* Begin *
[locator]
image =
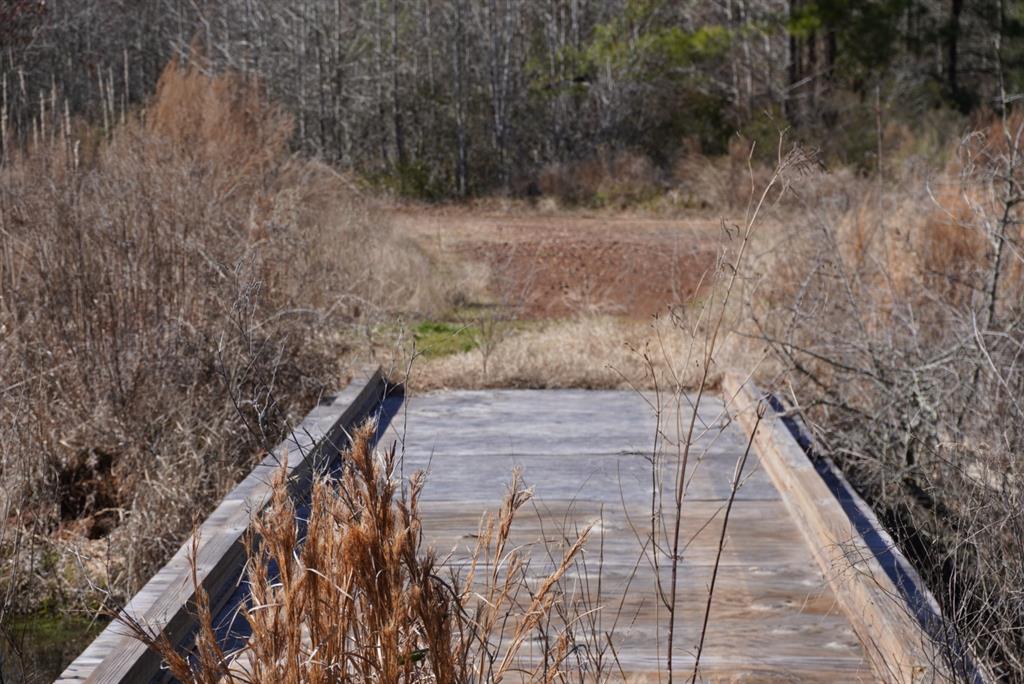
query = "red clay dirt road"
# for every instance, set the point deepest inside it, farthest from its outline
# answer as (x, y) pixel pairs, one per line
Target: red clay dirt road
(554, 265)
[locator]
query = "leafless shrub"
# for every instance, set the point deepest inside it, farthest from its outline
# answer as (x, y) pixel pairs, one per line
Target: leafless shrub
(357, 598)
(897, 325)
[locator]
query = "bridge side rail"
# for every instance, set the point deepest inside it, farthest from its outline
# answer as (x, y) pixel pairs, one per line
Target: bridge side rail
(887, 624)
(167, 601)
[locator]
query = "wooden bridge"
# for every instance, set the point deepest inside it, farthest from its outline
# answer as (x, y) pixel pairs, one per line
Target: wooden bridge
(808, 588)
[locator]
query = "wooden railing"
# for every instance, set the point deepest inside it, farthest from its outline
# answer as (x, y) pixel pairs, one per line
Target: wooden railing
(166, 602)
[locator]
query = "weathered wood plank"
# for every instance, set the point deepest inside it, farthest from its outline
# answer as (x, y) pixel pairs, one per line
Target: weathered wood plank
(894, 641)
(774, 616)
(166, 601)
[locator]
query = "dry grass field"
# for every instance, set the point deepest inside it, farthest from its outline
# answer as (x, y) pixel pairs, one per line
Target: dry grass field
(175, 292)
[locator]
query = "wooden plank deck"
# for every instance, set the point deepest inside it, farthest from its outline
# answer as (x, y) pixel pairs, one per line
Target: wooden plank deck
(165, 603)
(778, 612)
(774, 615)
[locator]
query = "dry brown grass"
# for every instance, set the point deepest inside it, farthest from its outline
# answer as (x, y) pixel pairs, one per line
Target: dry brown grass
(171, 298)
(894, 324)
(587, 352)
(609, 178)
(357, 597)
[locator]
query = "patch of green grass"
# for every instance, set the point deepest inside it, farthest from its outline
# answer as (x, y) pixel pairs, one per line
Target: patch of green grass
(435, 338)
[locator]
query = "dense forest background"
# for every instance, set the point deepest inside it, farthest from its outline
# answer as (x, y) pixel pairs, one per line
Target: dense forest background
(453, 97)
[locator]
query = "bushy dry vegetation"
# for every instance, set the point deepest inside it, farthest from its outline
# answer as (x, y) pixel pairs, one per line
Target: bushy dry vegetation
* End *
WHAT IS ASKED: Reproduce the entries above without change, omitting all pictures.

THE RESULT:
[locator]
image =
query = "red clay dirt road"
# for every instance, set the point deepest inside it, farthest from its outline
# answer as (x, y) pixel pairs, one per line
Target: red clay dirt road
(554, 265)
[locator]
query = "leafless shrub"
# for every instance, set the point deepest inside it, farthest from its outline
# answer as (x, y) pixel pairs, one per line
Target: leafless shrub
(357, 598)
(897, 325)
[locator]
query = "bridge side rail"
# for every instance, set the point deepest inside it, farthest from its outline
# answer as (x, y) pixel pairs, one per line
Target: bridge side rail
(887, 624)
(167, 601)
[locator]
query = "wooden bridge"
# for every instance, set the point deepest inside it, farthest from its outline
# answer as (x, y) pixel pairs, one per line
Target: wooden bridge
(808, 588)
[locator]
query = "wooden railing"
# for every instance, set the point deepest inside it, farthest from its outline
# answer as (x, y) pixel pairs, one per line
Target: wooden railing
(166, 602)
[locator]
query = "weathered wood plank"
# for every instance, set the point deepest inside it, farthest from its outline
# answer as (x, y) pixel pairs, one per line
Target: weathered wood plank
(894, 641)
(774, 616)
(166, 601)
[locator]
query = "dry grass field"
# for every instance, set the point deepest inside it, farthest from its outline
# answer as (x, y) pixel pairs, one per line
Target: dry grass field
(175, 292)
[locator]
query = "wooden plank deck"
# for every instance, set the point deepest inside it, farthest from its outline
# answer as (x, y) pixel pairs, one per line
Target: wooden plank deck
(165, 603)
(778, 612)
(774, 615)
[locator]
query = "dry brown grass"
# for every instance, set the point deepest inside it, farthest from its outline
# answer as (x, y) pixel pairs, one per line
Target: dry brown grass
(171, 298)
(894, 324)
(587, 352)
(609, 178)
(357, 597)
[locator]
query = "patch of green grass"
# for every instance, set the point deepest inside it, farthest from its outline
# answer as (x, y) pixel pairs, one per line
Target: patch of green grass
(435, 338)
[locator]
query = "dense forest background"
# for every instance, set the point deepest inside it, farthest from its outline
# answer as (x, y) pixel pairs, one per line
Target: dense forest background
(453, 97)
[locator]
query = "bushy dry vegetation"
# for every instance, set the point deepest inside it, farthest from its outline
# answer as (x, y) pixel pairs, one per line
Target: bushy dry vegetation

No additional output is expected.